» QUOTED PASSAGE:
(begin)
Wednesday, November 30, 2016

22. Dublin - The South Quays

A first date guide to the South Quays
Meet at the gates of Ireland’s foremost university, Trinity College. While this is not on the South Quays, it is by far the easiest place to meet on the southside – as long as no disgruntled pensioner is currently trying to ram his car through it. If you fancy your chances, head for the Book of Kells inside its grounds. Queuing to see it on a summer’s day is the relationship equivalent to six months backpacking together through South America. If you are still talking by the time you finally reach the top of the line, you’re as good as married.
 (If you’re coming from the northside, meet on O’Connell Street – at the Spire if your date has only moved to Ireland; under Clery’s clock if they are originally from the country; or at the GPO if you’re one of those people who hate it when others don’t stand up during the national anthem.)
Cultural you: Head first for cultural quarter of Temple Bar. Unless you want to give the impression that you have a small drinking problem, don’t suggest joining the English stag from Lancashire for a pint. Instead, save the €100 you would have spent on a round of drinks and bring your date to any of the myriad of cultural hot-spots surrounding you, from the IFI and Meeting House Square to the Project Arts Centre and the National Photographic Archive. To help impress, be on first-name terms with someone working in a shop at the far end of Temple Bar who you just happen to bump into, preferably one that sells books.
(end)
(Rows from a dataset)
(begin)
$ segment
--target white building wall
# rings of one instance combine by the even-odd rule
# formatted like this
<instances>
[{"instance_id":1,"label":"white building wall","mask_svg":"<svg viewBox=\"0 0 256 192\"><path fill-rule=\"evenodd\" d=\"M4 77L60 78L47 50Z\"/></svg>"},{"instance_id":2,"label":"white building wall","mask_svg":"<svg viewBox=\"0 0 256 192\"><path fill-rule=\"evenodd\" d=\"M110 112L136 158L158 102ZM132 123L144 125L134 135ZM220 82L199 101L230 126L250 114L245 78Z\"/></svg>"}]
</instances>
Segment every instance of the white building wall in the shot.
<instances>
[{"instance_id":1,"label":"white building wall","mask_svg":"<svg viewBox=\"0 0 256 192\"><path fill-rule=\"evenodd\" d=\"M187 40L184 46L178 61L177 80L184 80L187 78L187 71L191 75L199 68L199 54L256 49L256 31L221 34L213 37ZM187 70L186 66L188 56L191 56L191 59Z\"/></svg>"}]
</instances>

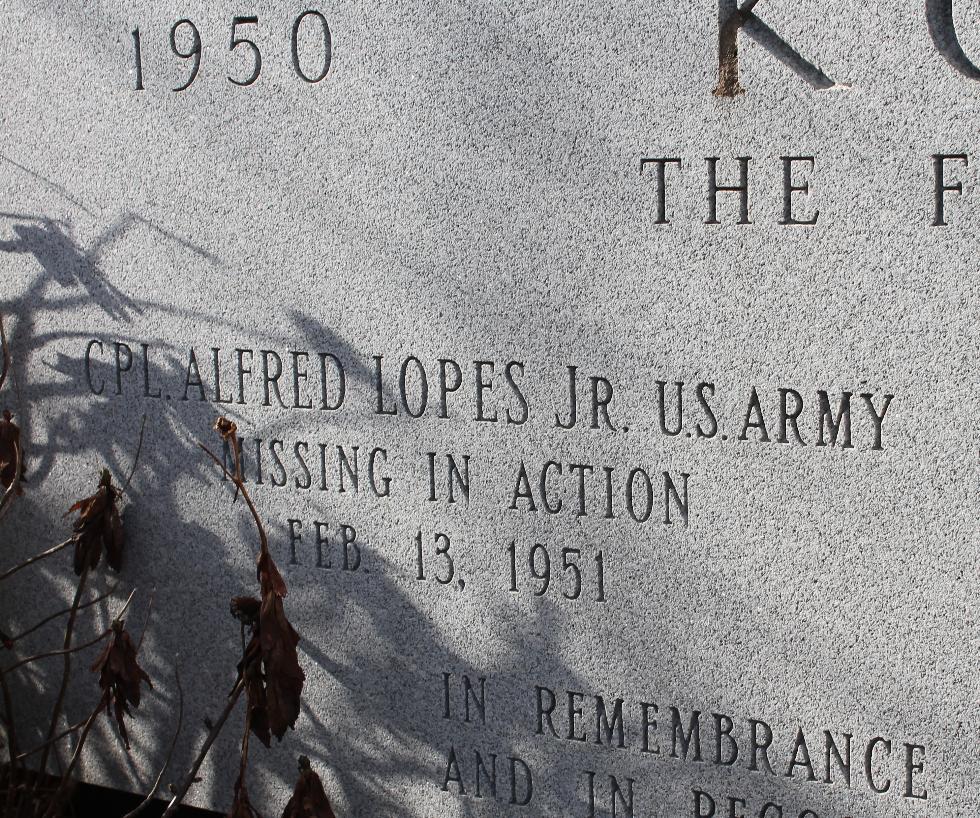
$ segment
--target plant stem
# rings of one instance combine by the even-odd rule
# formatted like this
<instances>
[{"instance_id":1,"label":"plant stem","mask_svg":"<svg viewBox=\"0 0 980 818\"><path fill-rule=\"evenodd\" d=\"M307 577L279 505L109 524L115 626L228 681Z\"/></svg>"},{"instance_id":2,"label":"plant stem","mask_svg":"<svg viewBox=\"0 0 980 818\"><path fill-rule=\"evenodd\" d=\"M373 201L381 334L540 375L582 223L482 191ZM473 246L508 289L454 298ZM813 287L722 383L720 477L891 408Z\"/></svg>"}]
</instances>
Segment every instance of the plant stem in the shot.
<instances>
[{"instance_id":1,"label":"plant stem","mask_svg":"<svg viewBox=\"0 0 980 818\"><path fill-rule=\"evenodd\" d=\"M30 559L24 560L19 565L15 565L13 568L4 571L2 574L0 574L0 582L7 579L7 577L12 577L21 568L26 568L28 565L33 565L35 562L38 562L39 560L43 560L45 557L50 557L52 554L57 554L59 551L61 551L63 548L67 548L73 542L75 542L74 539L65 540L63 543L60 543L59 545L55 545L49 548L47 551L42 551L40 554L36 554Z\"/></svg>"},{"instance_id":2,"label":"plant stem","mask_svg":"<svg viewBox=\"0 0 980 818\"><path fill-rule=\"evenodd\" d=\"M174 750L177 749L177 739L180 737L180 730L184 724L184 688L180 686L180 666L177 664L176 659L174 659L174 679L177 682L177 729L174 730L174 737L170 742L170 749L167 751L167 757L163 762L163 767L160 769L160 775L158 775L156 781L153 782L153 787L146 794L146 798L143 799L136 809L127 812L123 818L136 818L137 815L139 815L152 803L153 796L156 795L157 790L160 789L160 784L163 781L163 777L167 774L167 770L170 768L170 762L173 761Z\"/></svg>"},{"instance_id":3,"label":"plant stem","mask_svg":"<svg viewBox=\"0 0 980 818\"><path fill-rule=\"evenodd\" d=\"M170 799L170 803L167 804L167 809L164 811L160 818L172 818L180 807L181 801L187 797L187 792L190 790L194 783L197 781L197 773L201 769L201 765L204 763L204 759L211 749L211 745L214 744L215 739L218 738L218 733L221 732L221 728L224 727L225 722L228 720L228 716L231 715L231 711L235 709L235 704L238 702L238 697L242 695L242 691L245 689L245 679L239 678L235 682L235 686L232 688L231 693L228 695L228 703L225 705L225 709L221 711L221 715L218 720L214 723L211 731L208 733L208 737L204 740L204 745L201 747L201 751L197 754L197 758L194 759L194 763L191 765L190 770L184 777L180 786L174 792L174 797Z\"/></svg>"},{"instance_id":4,"label":"plant stem","mask_svg":"<svg viewBox=\"0 0 980 818\"><path fill-rule=\"evenodd\" d=\"M91 608L93 605L98 605L103 599L112 596L116 592L116 589L118 587L119 584L116 583L115 585L110 587L109 590L107 590L105 593L99 594L97 597L95 597L95 599L90 599L88 602L84 603L83 605L79 605L78 610L84 611L86 608ZM36 625L32 625L31 627L29 627L26 631L22 631L21 633L18 633L16 636L11 636L10 641L12 643L19 642L21 639L30 636L32 633L34 633L34 631L38 630L39 628L43 628L51 620L57 619L59 616L64 616L66 613L71 613L71 608L64 608L63 610L60 610L57 613L53 613L50 616L45 617Z\"/></svg>"},{"instance_id":5,"label":"plant stem","mask_svg":"<svg viewBox=\"0 0 980 818\"><path fill-rule=\"evenodd\" d=\"M28 656L26 659L21 659L16 664L13 664L8 668L4 668L2 671L0 671L0 675L13 673L18 668L21 668L24 665L29 665L31 662L36 662L38 659L50 659L52 656L69 656L72 653L78 653L80 650L85 650L85 648L90 648L92 645L101 642L109 635L109 633L110 630L104 630L102 633L96 636L95 639L84 642L81 645L75 645L75 647L68 648L68 650L49 650L46 653L35 653L33 656Z\"/></svg>"},{"instance_id":6,"label":"plant stem","mask_svg":"<svg viewBox=\"0 0 980 818\"><path fill-rule=\"evenodd\" d=\"M89 731L92 729L92 725L95 724L96 717L102 712L106 704L106 697L103 696L101 699L99 699L99 703L96 705L95 710L92 711L92 715L85 721L85 726L82 727L82 734L78 737L78 743L75 745L75 752L71 754L71 760L68 762L68 767L65 768L64 773L62 773L61 783L58 784L58 788L54 791L54 795L51 796L51 800L48 802L48 807L44 811L42 818L50 818L50 816L54 814L54 810L58 803L58 798L61 793L64 792L65 787L68 786L68 782L71 780L72 770L75 769L75 765L82 757L82 747L85 746L85 739L88 738Z\"/></svg>"},{"instance_id":7,"label":"plant stem","mask_svg":"<svg viewBox=\"0 0 980 818\"><path fill-rule=\"evenodd\" d=\"M88 579L88 566L82 569L82 575L78 578L78 587L75 589L75 599L72 601L71 610L68 613L68 624L65 626L65 666L61 674L61 687L58 689L58 698L55 700L54 708L51 710L51 724L48 727L48 734L45 741L54 738L55 731L58 729L58 720L61 718L61 708L65 703L65 693L68 690L68 679L71 676L71 640L75 632L75 619L78 616L78 606L82 601L82 591L85 590L85 580ZM108 633L108 631L107 631ZM105 634L103 634L104 636ZM99 637L100 639L102 637ZM23 663L21 663L23 664ZM41 751L41 763L38 772L43 776L47 771L48 755L51 752L51 744L47 744ZM38 781L40 781L40 777ZM37 787L35 786L35 790Z\"/></svg>"}]
</instances>

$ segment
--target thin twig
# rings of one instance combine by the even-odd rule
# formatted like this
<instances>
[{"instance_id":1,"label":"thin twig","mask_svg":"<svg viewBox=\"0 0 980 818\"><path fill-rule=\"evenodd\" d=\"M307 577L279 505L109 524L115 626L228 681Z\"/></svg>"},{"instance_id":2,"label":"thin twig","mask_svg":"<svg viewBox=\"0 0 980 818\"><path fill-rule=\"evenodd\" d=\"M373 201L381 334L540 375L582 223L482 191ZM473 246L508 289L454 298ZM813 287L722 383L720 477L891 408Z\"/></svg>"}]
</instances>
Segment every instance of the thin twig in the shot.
(end)
» TASKS FOR THIS EXERCISE:
a: Using the South Quays guide, decide whether each statement agrees with it, answering yes or no and quoting the deciding words: (i) Trinity College is on the South Quays. (ii) For someone coming from the northside, the Spire is the suggested meeting spot if the date has only moved to Ireland. (iii) The guide recommends joining the English stag from Lancashire for a pint.
b: How many lines of the entries contain the word "thin"? Reply with the number alone.

» TASK RESULTS:
a:
(i) No: "While this is not on the South Quays"
(ii) Yes: "at the Spire if your date has only moved to Ireland"
(iii) No: "don’t suggest joining the English stag from Lancashire for a pint"

b: 3